◆ What you will do
Please echo back everything in the listing below, from the line containing "Objective — for every instance of the vanity cabinet" down through the end of the listing, both ends included. Leave the pictures out.

◆ Dataset extract
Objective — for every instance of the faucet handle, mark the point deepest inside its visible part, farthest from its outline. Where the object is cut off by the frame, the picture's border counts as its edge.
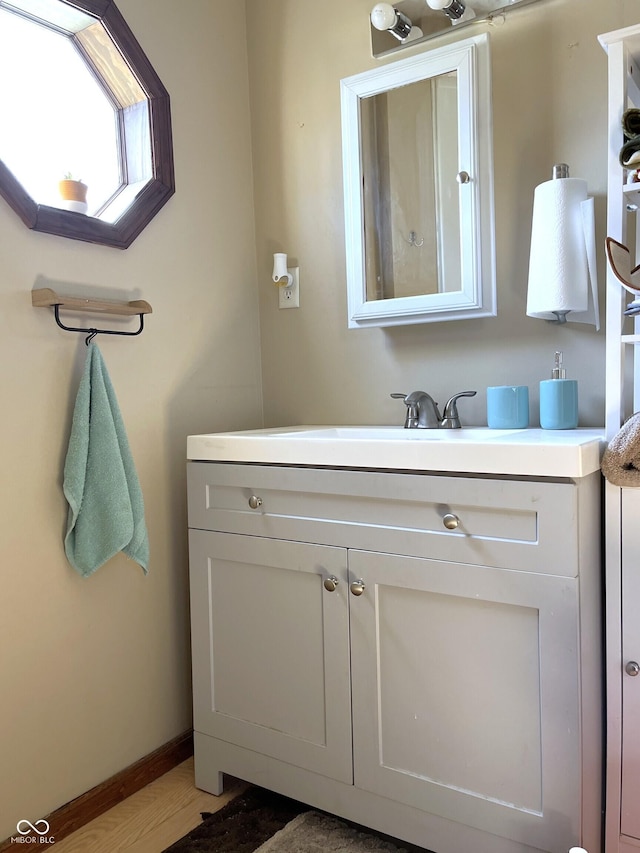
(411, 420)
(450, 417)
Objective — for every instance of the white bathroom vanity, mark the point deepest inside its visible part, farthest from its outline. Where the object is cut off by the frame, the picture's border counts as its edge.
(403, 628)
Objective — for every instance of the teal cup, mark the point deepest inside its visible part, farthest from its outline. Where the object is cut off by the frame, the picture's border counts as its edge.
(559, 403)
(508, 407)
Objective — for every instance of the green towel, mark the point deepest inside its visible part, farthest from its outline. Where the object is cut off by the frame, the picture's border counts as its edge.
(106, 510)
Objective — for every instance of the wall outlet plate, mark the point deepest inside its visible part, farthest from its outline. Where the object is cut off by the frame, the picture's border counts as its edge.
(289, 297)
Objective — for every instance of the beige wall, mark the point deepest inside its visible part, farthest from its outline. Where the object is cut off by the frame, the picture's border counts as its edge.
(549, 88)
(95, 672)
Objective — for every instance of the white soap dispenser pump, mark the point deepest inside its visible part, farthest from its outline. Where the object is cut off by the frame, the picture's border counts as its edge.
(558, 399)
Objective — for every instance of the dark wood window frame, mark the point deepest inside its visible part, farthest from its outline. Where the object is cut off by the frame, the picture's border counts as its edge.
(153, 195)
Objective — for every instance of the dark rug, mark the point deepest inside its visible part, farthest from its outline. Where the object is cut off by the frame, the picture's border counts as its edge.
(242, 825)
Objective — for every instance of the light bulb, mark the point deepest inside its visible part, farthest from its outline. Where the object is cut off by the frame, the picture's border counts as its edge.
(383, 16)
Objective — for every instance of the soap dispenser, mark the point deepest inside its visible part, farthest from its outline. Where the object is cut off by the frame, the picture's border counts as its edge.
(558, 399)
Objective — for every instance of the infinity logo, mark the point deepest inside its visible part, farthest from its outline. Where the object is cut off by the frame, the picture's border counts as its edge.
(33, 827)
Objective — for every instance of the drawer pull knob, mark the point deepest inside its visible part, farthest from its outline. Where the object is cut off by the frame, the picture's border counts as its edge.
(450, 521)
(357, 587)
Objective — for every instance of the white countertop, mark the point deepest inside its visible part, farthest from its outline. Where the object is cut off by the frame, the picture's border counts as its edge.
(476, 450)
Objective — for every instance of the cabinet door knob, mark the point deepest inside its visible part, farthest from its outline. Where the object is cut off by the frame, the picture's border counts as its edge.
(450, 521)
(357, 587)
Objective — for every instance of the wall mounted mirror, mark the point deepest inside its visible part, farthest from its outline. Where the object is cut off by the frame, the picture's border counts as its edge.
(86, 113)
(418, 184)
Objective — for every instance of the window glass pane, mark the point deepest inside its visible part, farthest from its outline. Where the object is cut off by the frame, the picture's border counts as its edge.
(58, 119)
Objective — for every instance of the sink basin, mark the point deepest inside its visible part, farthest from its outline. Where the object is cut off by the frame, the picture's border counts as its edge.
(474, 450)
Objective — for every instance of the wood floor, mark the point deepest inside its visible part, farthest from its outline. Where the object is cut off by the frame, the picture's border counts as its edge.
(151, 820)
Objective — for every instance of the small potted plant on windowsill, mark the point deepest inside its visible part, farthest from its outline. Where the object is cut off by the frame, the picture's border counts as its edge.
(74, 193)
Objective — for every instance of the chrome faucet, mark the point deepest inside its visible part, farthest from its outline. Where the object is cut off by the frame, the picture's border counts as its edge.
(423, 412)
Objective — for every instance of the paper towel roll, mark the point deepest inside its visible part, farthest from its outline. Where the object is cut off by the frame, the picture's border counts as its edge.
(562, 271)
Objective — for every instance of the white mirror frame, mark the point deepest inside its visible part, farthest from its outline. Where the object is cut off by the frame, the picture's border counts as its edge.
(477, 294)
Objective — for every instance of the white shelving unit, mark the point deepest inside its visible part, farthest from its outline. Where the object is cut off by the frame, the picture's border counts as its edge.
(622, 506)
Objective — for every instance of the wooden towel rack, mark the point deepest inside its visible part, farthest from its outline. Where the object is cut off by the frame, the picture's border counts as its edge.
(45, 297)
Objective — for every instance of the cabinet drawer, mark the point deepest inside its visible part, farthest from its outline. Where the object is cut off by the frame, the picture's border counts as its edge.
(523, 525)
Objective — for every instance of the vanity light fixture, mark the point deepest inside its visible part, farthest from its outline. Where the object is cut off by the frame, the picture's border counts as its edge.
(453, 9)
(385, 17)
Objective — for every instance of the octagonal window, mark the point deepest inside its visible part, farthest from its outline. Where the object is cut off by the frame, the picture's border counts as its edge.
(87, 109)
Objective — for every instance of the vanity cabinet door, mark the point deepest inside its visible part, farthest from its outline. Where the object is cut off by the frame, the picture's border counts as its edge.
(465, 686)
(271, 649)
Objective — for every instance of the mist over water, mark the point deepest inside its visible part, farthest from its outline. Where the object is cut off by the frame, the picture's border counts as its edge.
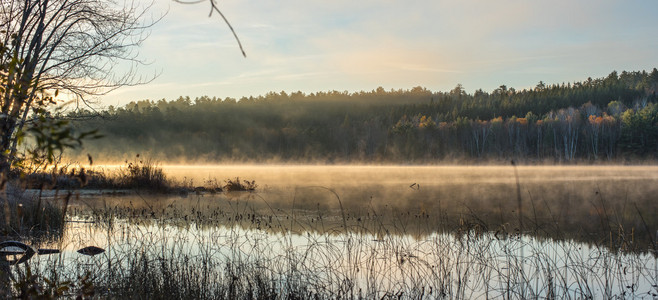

◆ Exercise response
Objective — for every instance of the vanity cabinet door, mark the point deepest inside its visible part, farthest from its outline. Where the object is cut off by the frame, the picture's border counts as its edge.
(465, 686)
(271, 649)
Objective — for every instance of the mist over water, mark the point deepest inside its visible part, farthest from its outline. Where the object is cut off by the frame, the picture's border counts as its edge.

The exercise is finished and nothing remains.